*DATA FOR THE TASK*.
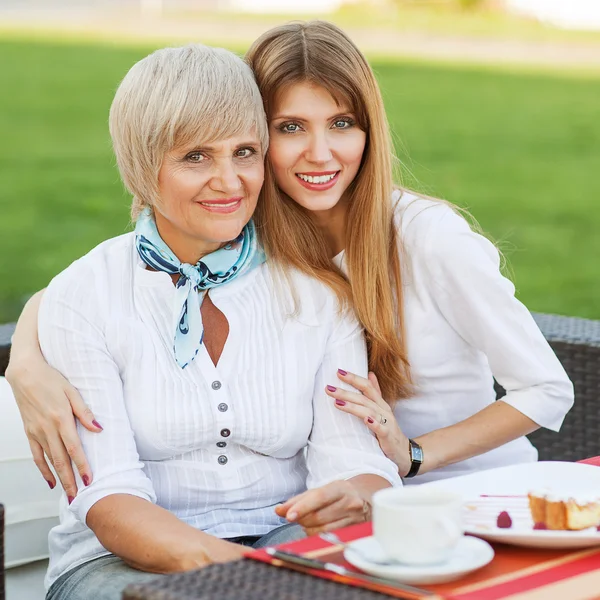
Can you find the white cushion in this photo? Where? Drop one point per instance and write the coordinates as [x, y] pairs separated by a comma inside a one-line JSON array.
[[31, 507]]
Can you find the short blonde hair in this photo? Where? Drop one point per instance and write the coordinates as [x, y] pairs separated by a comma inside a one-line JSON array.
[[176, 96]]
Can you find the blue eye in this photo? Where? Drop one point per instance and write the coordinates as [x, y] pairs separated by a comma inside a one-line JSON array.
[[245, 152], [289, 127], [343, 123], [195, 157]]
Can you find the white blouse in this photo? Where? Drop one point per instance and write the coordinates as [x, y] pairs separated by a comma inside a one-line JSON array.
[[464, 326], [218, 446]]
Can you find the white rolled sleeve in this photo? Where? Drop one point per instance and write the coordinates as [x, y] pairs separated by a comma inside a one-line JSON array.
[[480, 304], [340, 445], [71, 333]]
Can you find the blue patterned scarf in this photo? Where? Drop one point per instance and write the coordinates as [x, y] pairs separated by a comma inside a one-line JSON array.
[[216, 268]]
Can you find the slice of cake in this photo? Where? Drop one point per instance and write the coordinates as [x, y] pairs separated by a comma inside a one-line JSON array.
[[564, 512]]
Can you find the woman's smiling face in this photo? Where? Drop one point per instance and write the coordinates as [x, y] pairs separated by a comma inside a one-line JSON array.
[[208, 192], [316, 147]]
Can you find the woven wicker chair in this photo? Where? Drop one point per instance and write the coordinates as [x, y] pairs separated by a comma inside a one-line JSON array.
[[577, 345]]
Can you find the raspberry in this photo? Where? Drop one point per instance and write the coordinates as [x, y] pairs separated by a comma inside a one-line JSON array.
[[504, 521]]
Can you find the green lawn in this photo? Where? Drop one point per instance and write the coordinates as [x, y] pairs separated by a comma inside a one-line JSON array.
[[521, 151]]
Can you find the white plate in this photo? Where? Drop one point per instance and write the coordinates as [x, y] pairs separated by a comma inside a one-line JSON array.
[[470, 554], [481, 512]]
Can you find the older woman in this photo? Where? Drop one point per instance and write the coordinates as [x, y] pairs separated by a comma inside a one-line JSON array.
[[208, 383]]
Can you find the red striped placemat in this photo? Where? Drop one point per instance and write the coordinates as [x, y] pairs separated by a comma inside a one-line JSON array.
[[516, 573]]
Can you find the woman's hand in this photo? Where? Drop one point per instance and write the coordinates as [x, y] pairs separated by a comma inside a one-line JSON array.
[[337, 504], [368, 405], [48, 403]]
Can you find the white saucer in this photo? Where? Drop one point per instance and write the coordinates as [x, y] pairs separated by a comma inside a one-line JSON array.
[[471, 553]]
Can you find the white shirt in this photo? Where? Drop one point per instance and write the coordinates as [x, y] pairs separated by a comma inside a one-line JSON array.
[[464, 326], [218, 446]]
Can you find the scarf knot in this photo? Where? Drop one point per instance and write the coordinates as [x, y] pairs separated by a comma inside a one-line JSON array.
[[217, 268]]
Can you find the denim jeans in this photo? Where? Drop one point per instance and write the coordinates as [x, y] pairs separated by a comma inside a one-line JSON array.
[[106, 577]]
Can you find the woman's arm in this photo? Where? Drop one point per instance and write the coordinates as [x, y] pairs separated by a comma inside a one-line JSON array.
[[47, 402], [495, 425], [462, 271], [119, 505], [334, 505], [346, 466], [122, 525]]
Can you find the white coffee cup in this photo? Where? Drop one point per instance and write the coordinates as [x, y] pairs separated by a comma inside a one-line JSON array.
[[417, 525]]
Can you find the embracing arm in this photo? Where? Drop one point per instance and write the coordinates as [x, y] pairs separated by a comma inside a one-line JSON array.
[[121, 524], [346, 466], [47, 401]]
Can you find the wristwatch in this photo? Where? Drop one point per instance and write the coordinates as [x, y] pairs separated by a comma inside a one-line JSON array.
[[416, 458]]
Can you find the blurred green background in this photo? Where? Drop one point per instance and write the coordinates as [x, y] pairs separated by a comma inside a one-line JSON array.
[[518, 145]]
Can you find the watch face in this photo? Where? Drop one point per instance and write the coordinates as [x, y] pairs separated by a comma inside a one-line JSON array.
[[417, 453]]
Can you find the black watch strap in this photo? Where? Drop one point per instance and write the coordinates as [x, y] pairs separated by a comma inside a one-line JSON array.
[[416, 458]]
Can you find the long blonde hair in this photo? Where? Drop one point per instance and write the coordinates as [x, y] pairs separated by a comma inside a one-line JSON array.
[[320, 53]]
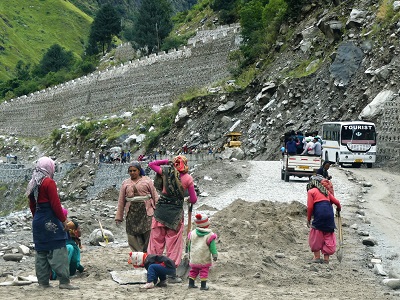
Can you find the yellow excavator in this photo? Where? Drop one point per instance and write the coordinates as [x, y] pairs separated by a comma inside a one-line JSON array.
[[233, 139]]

...

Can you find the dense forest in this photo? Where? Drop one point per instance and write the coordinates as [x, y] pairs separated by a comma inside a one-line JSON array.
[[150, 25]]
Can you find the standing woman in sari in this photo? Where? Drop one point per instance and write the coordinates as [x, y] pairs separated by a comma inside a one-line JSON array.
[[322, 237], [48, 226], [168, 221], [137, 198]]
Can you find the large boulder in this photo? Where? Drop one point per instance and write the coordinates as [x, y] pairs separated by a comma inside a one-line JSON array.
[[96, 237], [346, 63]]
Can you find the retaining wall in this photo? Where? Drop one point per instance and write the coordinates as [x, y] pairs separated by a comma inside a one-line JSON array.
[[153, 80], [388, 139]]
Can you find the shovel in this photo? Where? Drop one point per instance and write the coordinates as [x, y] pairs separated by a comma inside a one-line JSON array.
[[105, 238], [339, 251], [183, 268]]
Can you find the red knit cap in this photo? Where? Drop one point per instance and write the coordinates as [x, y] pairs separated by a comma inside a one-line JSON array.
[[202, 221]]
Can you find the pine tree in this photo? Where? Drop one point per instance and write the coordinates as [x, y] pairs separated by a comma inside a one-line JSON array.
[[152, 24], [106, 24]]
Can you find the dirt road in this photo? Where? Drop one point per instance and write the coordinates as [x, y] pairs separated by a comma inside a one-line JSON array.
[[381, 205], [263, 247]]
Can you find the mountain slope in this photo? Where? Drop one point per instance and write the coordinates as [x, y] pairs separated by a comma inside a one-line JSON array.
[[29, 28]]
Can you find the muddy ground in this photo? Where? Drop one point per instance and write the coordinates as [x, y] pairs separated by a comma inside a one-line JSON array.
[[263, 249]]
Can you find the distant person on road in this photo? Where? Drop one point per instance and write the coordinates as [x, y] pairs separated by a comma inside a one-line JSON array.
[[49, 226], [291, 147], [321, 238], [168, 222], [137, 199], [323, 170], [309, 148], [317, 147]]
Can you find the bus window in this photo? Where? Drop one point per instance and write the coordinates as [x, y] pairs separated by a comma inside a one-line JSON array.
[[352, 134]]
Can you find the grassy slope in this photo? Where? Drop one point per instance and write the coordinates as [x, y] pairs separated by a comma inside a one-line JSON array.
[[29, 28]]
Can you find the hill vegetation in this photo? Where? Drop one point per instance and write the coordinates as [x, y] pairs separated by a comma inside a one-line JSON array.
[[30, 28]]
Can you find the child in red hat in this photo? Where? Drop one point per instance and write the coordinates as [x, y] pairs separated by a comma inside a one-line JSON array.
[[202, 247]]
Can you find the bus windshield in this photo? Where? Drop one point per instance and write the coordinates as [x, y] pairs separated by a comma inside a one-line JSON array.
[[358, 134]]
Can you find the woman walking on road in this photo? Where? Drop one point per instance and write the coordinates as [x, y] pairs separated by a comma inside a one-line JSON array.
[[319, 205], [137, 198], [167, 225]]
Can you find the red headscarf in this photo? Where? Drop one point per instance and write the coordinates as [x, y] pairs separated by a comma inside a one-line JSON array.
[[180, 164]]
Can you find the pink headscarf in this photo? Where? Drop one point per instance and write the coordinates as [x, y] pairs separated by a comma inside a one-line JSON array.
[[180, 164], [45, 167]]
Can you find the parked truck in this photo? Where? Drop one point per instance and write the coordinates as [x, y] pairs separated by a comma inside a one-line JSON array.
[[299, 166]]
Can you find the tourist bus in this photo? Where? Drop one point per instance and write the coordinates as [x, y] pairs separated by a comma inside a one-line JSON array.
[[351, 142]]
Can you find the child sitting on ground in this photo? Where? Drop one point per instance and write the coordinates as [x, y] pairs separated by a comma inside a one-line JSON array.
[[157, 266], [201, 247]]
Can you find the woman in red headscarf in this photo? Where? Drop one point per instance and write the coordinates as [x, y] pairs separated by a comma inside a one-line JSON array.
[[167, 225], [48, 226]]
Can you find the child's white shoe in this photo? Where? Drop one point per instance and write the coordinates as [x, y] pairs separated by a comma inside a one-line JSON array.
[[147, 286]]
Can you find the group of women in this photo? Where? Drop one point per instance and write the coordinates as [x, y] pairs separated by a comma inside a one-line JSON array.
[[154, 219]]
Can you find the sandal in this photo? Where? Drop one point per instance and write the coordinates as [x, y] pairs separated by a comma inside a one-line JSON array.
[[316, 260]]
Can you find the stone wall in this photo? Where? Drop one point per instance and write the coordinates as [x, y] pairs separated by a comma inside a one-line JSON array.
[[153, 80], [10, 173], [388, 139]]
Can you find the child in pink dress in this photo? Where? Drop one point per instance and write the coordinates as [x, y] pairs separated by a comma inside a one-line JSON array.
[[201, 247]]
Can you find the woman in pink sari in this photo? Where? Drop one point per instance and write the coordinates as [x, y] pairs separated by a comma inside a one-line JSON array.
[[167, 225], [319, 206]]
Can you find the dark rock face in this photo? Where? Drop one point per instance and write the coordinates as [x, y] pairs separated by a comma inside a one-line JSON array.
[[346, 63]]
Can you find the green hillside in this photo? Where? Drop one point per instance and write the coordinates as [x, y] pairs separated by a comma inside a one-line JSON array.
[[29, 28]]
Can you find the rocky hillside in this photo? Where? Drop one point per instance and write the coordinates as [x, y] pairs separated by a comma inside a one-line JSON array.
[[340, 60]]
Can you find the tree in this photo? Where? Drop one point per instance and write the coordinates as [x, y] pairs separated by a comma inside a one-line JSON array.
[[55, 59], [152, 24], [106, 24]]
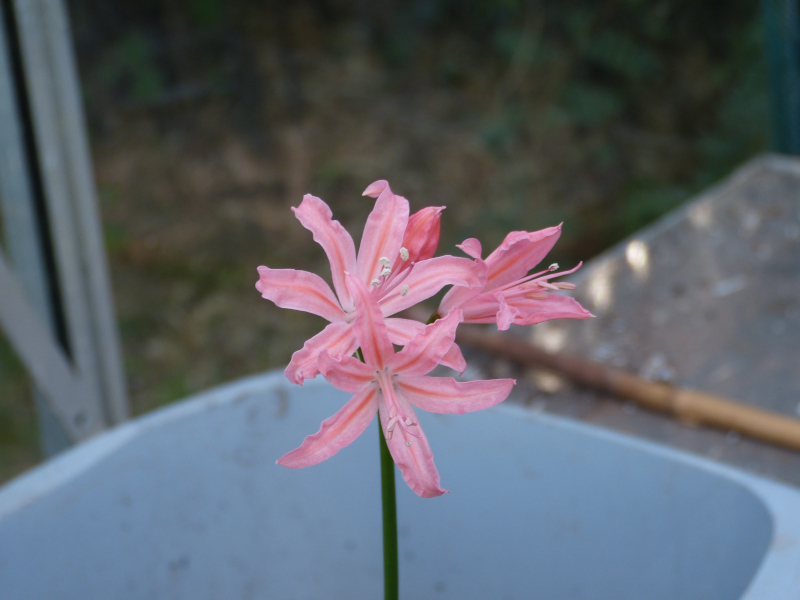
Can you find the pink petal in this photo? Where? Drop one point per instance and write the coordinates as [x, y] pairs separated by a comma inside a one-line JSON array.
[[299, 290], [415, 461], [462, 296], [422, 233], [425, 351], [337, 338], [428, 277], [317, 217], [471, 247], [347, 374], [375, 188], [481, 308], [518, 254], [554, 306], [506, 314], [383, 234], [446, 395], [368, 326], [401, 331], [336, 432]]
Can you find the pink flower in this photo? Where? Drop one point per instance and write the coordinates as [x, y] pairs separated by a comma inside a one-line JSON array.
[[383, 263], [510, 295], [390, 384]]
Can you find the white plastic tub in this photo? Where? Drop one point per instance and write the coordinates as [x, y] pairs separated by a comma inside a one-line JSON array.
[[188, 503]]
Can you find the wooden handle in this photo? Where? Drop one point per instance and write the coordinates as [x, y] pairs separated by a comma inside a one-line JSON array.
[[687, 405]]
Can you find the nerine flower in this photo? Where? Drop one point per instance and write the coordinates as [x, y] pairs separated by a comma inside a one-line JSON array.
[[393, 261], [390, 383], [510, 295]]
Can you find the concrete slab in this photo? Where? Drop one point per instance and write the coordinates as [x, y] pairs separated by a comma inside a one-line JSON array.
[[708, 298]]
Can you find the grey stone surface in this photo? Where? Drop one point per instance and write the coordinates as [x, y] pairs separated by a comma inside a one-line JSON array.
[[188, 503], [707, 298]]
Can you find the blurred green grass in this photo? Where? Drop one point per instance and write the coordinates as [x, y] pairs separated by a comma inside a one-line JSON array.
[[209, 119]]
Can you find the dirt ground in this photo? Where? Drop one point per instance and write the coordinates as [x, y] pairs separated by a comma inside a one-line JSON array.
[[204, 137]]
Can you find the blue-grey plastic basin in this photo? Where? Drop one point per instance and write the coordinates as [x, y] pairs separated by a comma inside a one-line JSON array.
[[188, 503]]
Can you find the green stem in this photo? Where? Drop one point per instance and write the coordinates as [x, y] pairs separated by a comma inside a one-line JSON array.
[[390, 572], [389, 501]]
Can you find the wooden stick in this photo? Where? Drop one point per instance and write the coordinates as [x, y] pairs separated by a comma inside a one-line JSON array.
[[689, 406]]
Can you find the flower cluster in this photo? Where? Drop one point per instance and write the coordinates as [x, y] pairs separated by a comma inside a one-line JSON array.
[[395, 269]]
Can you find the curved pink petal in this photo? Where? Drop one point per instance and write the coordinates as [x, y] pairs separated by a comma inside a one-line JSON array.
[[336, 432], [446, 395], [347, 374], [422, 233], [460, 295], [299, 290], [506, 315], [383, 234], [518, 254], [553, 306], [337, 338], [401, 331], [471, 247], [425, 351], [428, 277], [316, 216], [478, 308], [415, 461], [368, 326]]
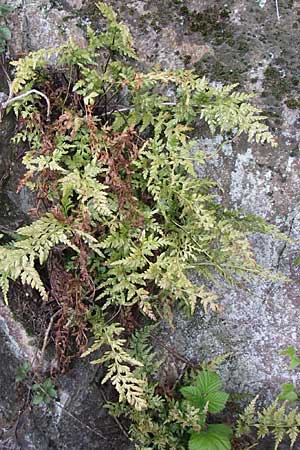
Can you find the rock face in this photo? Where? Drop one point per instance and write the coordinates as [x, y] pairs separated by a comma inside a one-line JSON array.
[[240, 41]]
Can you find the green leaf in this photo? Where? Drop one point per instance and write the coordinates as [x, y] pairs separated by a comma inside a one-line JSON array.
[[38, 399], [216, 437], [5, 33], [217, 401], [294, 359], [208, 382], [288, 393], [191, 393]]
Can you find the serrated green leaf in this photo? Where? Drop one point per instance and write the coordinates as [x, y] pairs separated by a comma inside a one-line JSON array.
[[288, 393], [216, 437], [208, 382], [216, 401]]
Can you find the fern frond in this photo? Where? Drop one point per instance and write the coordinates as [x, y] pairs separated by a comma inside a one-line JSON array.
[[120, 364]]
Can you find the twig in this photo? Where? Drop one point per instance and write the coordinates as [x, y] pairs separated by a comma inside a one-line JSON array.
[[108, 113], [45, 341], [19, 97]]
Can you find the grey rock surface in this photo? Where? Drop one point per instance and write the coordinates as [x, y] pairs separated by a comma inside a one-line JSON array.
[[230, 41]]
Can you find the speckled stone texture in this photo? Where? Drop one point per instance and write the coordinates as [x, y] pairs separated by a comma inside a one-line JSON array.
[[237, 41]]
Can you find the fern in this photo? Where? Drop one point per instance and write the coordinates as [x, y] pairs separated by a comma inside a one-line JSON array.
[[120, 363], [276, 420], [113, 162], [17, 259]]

*EXERCISE AIM*.
Put the lines of the records above, from the line with "Can you find the white cushion" up to and including the line with "[[216, 268]]", into a JSON list of strings with one string per line. Leave out any blank lines.

*EXPECTED OUTPUT*.
[
  "Can you find the white cushion in this photo? Where? Drop one point per instance and write the coordinates as [x, y] pairs separated by a comma inside a one-line JSON array.",
  "[[31, 507]]",
  "Can you find the short blonde hair in this photo? Where? Drop one point per instance and write the coordinates as [x, y] pairs separated by a comma inside a one-line JSON array.",
  "[[176, 96]]",
  "Can you find the blue eye in this photo? Where? Drop one point per instance and write the coordinates as [x, y] pairs separated by a comma inside a one-line JSON array.",
  "[[245, 152], [289, 127], [343, 123], [195, 157]]",
  "Can you find the white blouse in this photo? Where? Drop one point per instance and write the coordinates as [x, y] pairs separated by a comma inside a one-line JSON array.",
  "[[464, 326], [218, 446]]",
  "Can you find the white rolled sleeve in this photo? Where? Drop one point per instance and write the coordinates as [x, y] pairs separated by a comma inside a one-line JSON array.",
  "[[480, 304], [340, 445], [71, 333]]",
  "Can you find the blue patterned scarf in this photo? Where? Drop one point per instance and write the coordinates as [x, y] pairs separated by a comma inside a one-line JSON array.",
  "[[216, 268]]"
]